[Passage shown]:
○ ○ ○ ○

Oddly enough, I thought Ross Andru was a much better match with Namor than he ever was with Spider-Man... but unfortunately, he only drew 3 issues, each one finished by a different inker.

Warrior Woman to me was a marvel version of a nazi Wonder Woman.  I thought at the time that if she and Uber-man (Was that the name) had gotten their act together they could have taken the Invaders out easily.

"Wow, Henry, I agree completely"

I guess, law of averages, it had to happen once in a while...

I'm still missing one of Andru's 3 issues.  I have the one inked by John Severin (which is a flashback over Namor's career), and the one inked by Jim Mooney.  There's a full-panel shot of Namor flying in the Andru-Mooney issue that I thought should have been used as a new cover corner-box pic, to represent the era of Namor giving up the throne and being a lone adventurer again. When I mentioned this to Roy Thomas, for once, he actually agreed with me, too, saying, "How did I miss that?"  Instead, they kept the "regal" corner pic, which I think went thru several versions.  The 2nd, wimpier one, stayed around too long, until Bill Everett drew a new one halfway thru his short run.  Then before you know it, they replaced that with the "biker suit" version.

○ ○ ○ ○

[Information provided]:
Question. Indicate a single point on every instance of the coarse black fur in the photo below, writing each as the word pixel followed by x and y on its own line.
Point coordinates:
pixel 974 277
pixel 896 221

○ ○ ○ ○

[What you need to do]:
(1) Answer these from the Namor comments, one line each:
(a) How many issues did Ross Andru draw?
(b) Who inked the issue that is a flashback over Namor's career?
(c) Who drew a new corner-box pic halfway through his short run?
(2) According to the Namor comments, why should the full-panel shot of Namor flying in the Andru-Mooney issue have become the new cover corner-box pic?

[Correct answers]:
(1)
(a) 3 issues
(b) John Severin
(c) Bill Everett

(2) It would have represented the era when Namor gave up the throne and became a lone adventurer again.